Point-per-instance localization data
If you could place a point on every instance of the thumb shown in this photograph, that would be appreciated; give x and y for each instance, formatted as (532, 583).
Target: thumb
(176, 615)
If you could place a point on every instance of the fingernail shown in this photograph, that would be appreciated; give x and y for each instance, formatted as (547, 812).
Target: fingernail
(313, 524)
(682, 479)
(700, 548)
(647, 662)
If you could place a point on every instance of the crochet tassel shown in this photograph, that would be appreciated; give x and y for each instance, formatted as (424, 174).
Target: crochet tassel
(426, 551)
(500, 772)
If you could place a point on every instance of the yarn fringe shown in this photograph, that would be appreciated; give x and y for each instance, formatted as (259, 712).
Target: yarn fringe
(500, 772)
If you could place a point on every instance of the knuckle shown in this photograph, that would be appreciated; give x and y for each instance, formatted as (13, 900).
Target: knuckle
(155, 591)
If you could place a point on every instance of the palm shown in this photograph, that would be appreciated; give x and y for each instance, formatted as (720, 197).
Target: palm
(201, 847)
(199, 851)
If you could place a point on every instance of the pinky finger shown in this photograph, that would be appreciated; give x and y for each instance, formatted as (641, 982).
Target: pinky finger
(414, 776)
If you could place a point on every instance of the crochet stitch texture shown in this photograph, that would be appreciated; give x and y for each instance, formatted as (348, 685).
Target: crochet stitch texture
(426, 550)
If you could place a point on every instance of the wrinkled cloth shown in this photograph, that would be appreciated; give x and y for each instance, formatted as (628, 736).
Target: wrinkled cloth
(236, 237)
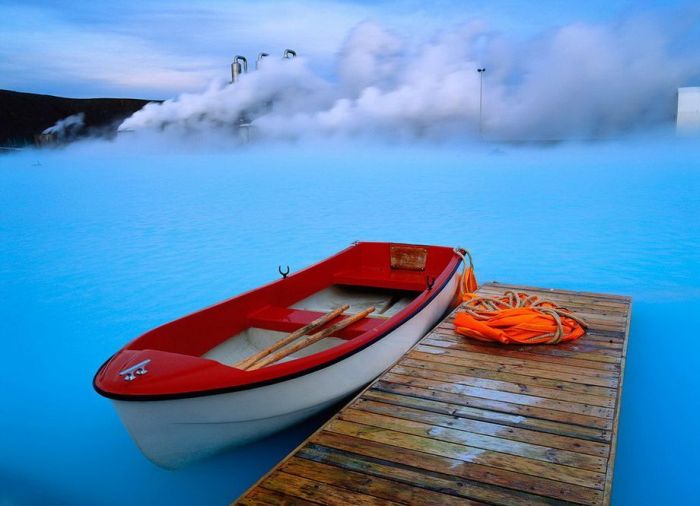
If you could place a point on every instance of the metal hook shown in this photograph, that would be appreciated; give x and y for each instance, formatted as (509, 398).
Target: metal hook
(283, 273)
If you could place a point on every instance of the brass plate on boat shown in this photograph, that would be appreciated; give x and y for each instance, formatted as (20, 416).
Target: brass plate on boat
(409, 258)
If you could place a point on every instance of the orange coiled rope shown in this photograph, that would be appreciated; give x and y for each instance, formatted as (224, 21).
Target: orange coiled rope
(513, 318)
(517, 318)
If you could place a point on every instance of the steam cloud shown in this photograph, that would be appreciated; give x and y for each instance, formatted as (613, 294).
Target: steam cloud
(578, 81)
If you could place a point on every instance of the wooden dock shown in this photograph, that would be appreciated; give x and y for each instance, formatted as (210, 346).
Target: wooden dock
(456, 421)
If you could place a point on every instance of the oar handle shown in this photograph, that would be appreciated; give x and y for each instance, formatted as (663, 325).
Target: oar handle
(318, 322)
(311, 339)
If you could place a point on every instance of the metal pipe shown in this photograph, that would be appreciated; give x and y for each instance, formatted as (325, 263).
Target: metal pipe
(238, 67)
(481, 99)
(260, 57)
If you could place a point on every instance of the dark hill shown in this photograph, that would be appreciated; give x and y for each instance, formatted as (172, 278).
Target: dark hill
(25, 115)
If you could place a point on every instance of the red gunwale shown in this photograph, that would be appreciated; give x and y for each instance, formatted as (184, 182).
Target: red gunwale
(177, 369)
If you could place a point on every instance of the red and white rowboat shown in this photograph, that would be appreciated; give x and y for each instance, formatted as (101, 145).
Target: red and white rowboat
(181, 398)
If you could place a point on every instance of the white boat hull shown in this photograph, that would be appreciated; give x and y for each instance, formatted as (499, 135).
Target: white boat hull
(173, 433)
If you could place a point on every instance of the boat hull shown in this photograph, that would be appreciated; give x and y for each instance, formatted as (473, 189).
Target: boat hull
(173, 433)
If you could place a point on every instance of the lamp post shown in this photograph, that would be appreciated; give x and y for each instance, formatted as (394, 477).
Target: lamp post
(481, 98)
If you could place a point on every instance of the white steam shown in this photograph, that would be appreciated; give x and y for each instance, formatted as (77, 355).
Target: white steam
(580, 81)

-- What this task involves --
Take the lines above from the one holding "as (473, 189)." to the last and output them exactly.

-- Problem solution --
If you could place a point on every instance of the boat hull shown in this photograph, that would be appreciated; give x and y for each instance, formatted as (473, 189).
Target: boat hull
(173, 433)
If you could place a point on every instance of the lamp post shown in this photograph, that would be appreciated; give x and y for each instance, formatted as (394, 477).
Target: lamp post
(481, 98)
If you could place a point on every instance of the white steam shown in this photograph, that would be appreciated; give x and y for each instance, formatted as (77, 355).
Target: white steam
(580, 81)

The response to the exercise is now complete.